Provided data:

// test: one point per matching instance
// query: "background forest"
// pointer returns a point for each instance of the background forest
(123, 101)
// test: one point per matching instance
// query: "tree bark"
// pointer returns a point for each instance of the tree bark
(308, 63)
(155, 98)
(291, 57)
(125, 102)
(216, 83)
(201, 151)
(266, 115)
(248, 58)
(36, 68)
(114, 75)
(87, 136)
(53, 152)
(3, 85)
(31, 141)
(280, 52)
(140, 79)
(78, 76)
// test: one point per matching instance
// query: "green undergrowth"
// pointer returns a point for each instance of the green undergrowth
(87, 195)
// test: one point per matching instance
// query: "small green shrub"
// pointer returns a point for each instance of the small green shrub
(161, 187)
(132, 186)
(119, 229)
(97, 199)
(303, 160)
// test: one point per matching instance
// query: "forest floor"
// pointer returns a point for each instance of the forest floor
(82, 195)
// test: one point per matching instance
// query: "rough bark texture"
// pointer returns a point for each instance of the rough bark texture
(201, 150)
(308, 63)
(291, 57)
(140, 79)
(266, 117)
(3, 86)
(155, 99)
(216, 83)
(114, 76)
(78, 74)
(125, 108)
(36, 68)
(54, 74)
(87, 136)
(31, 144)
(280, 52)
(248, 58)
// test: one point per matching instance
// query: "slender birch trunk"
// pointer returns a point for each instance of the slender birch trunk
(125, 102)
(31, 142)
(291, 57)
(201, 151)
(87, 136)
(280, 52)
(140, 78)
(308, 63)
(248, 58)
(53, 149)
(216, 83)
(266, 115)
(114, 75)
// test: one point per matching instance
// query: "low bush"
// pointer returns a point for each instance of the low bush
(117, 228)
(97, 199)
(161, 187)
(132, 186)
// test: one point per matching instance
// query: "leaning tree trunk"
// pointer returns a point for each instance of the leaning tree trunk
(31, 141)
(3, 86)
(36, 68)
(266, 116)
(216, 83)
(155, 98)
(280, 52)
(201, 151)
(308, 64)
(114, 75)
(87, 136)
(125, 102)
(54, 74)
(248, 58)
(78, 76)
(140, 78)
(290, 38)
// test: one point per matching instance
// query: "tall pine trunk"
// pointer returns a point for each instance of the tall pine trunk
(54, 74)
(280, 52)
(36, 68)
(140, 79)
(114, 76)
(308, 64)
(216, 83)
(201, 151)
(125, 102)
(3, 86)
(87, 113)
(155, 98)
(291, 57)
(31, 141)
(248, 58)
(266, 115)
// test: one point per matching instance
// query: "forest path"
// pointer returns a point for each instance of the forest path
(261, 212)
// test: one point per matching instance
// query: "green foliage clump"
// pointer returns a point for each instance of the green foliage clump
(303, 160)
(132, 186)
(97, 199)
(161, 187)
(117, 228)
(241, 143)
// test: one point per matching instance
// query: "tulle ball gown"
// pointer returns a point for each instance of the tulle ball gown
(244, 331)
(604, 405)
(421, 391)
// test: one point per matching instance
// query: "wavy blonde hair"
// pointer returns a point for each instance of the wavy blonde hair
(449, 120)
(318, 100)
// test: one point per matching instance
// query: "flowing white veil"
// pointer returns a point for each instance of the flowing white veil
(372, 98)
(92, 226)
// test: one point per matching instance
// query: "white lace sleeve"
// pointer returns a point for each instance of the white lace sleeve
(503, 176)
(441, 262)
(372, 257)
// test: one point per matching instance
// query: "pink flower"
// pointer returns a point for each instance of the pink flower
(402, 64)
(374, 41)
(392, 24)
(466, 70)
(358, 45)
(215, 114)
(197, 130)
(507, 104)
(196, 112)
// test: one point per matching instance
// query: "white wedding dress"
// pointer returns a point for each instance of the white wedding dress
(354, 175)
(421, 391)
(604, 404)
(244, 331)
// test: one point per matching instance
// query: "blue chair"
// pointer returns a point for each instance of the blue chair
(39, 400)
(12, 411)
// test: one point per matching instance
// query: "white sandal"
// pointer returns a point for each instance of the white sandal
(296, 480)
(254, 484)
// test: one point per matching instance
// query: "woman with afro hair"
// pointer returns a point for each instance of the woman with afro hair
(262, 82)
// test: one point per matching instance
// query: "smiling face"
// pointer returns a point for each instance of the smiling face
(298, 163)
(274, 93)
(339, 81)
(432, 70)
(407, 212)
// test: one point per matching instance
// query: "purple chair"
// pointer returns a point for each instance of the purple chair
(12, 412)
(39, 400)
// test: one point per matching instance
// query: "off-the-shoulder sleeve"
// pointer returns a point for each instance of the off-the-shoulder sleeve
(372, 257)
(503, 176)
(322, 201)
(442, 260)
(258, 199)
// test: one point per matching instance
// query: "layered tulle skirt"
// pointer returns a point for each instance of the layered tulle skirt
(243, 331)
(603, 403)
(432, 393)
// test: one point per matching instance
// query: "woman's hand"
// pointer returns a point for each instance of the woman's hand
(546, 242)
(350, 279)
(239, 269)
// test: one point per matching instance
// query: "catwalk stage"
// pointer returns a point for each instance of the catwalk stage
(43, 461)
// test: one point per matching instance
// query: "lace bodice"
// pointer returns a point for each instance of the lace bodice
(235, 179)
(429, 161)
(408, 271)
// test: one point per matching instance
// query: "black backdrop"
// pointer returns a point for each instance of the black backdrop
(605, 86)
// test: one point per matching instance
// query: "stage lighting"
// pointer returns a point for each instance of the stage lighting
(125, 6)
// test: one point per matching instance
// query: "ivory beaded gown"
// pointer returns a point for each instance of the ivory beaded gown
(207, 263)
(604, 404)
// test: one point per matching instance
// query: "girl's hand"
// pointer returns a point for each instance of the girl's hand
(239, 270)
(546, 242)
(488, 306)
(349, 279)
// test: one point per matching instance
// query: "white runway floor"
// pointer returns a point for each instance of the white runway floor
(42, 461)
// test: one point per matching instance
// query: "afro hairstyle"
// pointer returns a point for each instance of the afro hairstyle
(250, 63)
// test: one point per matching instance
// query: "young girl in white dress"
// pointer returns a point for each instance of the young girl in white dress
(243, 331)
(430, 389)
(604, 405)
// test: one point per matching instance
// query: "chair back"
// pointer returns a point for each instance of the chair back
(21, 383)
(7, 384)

Problem to solve:
Reproduce the full listing above, character for character.

Correct result:
// test: one point per matching instance
// query: "background forest"
// pointer returns a point for each instance of the background forest
(123, 101)
// test: one point per matching instance
// query: "tree bark"
// pointer returns a point for each instance of the tree bark
(308, 63)
(155, 98)
(291, 57)
(125, 102)
(216, 83)
(201, 151)
(266, 115)
(248, 58)
(36, 68)
(114, 75)
(87, 136)
(53, 152)
(3, 85)
(31, 141)
(280, 52)
(140, 79)
(78, 76)
// test: one point per matching instance
// query: "green undergrowth"
// pointer returns a point for each instance of the green undergrowth
(87, 195)
// test: one point per matching instance
// query: "small green shrub"
// pointer returns a point for each instance of the small green shrub
(161, 187)
(132, 186)
(119, 229)
(97, 199)
(303, 160)
// test: one point per matching instance
// query: "forest floor"
// pointer returns a point for each instance of the forest floor
(82, 195)
// test: one point per matching instance
// query: "rough bark texture"
// pointer returns a point for each instance of the rough bark texture
(201, 150)
(308, 63)
(291, 57)
(140, 79)
(266, 117)
(3, 86)
(155, 99)
(216, 83)
(114, 76)
(78, 74)
(125, 108)
(36, 68)
(54, 74)
(87, 136)
(31, 144)
(280, 52)
(248, 58)
// test: one point per matching instance
// query: "slender birch trunk"
// pointer returns a point for each instance of the slender birch trunk
(125, 102)
(31, 142)
(291, 57)
(201, 151)
(87, 136)
(280, 52)
(140, 78)
(308, 63)
(248, 58)
(53, 149)
(216, 83)
(266, 115)
(114, 75)
// test: one point per matching instance
// query: "low bush"
// pointer returns a point for each instance of the low bush
(117, 228)
(97, 199)
(161, 187)
(132, 186)
// test: one point per matching instance
// query: "leaning tree trunk"
// pointer returns a point for each instance of the leaning tree trunk
(31, 141)
(3, 86)
(36, 68)
(266, 116)
(216, 83)
(155, 98)
(280, 52)
(201, 151)
(308, 64)
(114, 75)
(87, 136)
(125, 102)
(54, 74)
(248, 58)
(78, 76)
(140, 78)
(290, 38)
// test: one point per matching instance
// query: "tall pine trunk"
// pointer returns a point for each instance of the tall pine trunk
(54, 74)
(280, 52)
(36, 68)
(140, 79)
(114, 76)
(308, 64)
(216, 83)
(201, 151)
(125, 102)
(3, 86)
(87, 113)
(155, 98)
(291, 57)
(31, 141)
(248, 58)
(266, 115)
// test: one point per matching instance
// query: "forest path"
// pointer returns a point for each instance of the forest path
(261, 212)
// test: one point per matching instance
// query: "green foliage clump"
// pointer returns a point for each instance of the green foliage clump
(303, 160)
(132, 186)
(97, 199)
(161, 187)
(117, 228)
(241, 143)
// test: one point per matching instance
// query: "tulle ball gown"
// pointer returns a point for each instance of the tulle ball gown
(244, 331)
(604, 405)
(421, 391)
// test: one point per matching instance
// query: "wavy blonde hair"
// pointer returns a point for each instance of the wavy blonde hair
(449, 120)
(318, 100)
// test: one point per matching instance
// query: "flowing white veil"
// pointer returns a point for each instance of the flowing white veil
(372, 98)
(92, 226)
// test: one point per matching instance
// query: "white lace sleeve"
// pointer returns a point for each instance of the white lace sleeve
(503, 176)
(441, 262)
(372, 257)
// test: one point per matching instance
// query: "pink flower"
// pointer returns a point for each instance of the pink flower
(402, 64)
(374, 41)
(392, 24)
(466, 70)
(358, 45)
(215, 114)
(197, 130)
(507, 104)
(196, 112)
// test: one point per matching instance
// query: "white wedding dress"
// pointer returns a point for each instance of the white wedding dress
(354, 175)
(421, 391)
(604, 404)
(244, 331)
// test: one point per matching instance
// query: "blue chair"
// pointer returns a point for each instance of the blue chair
(39, 400)
(12, 411)
// test: one point per matching instance
// query: "white sandal"
// pointer returns a point for each instance of the white sandal
(296, 480)
(254, 484)
// test: one point per matching instance
// query: "woman with afro hair"
// pointer returns a point for each instance of the woman with afro hair
(262, 82)
// test: one point per matching instance
// query: "smiling face"
// pointer returns a point for each instance of the smiling face
(298, 163)
(274, 93)
(339, 81)
(432, 70)
(407, 212)
// test: one point per matching instance
// query: "purple chair"
// pointer returns a point for each instance of the purple chair
(12, 412)
(39, 400)
// test: one point per matching instance
// query: "off-the-shoulder sleeve"
// pointer returns a point for each instance of the off-the-shoulder sleeve
(372, 257)
(503, 176)
(322, 201)
(442, 260)
(258, 199)
// test: one point per matching instance
// query: "layered tulle skirt"
// pointer returns a point for each instance of the layered tulle skirt
(243, 331)
(603, 403)
(432, 393)
// test: one point per matching instance
// query: "woman's hand"
// pointer returns a point for each instance of the woman's hand
(546, 242)
(350, 279)
(239, 269)
// test: one point per matching instance
// query: "catwalk stage"
// pointer returns a point for each instance of the catwalk stage
(43, 461)
// test: one point per matching instance
// query: "lace bodice"
// pointer returns a point for each instance of the lace bodice
(235, 179)
(429, 161)
(408, 271)
// test: one point per matching instance
// query: "black backdrop"
// pointer returns a point for each instance of the black backdrop
(605, 86)
// test: one point per matching instance
// query: "stage lighting"
// pointer returns a point for each instance of the stage lighting
(125, 6)
// test: one point per matching instance
// query: "ivory beaded gown"
// pointer returns a point for each instance of the ivory beaded gown
(207, 263)
(604, 404)
// test: one point per matching instance
// query: "girl's hand"
// pointer returns a point for each instance of the girl's hand
(239, 270)
(546, 242)
(488, 306)
(349, 279)
// test: one point per matching instance
// query: "white runway floor"
// pointer returns a point for each instance of the white runway floor
(42, 461)
// test: one point per matching instance
// query: "afro hairstyle"
// pointer returns a point for each instance of the afro hairstyle
(250, 63)
// test: one point per matching instance
// query: "young girl in white dress"
// pointer returns a point for each instance of the young girl in white dress
(243, 331)
(430, 389)
(604, 405)
// test: one point per matching instance
// query: "chair back"
// pointer returns a point for each instance of the chair back
(21, 383)
(7, 384)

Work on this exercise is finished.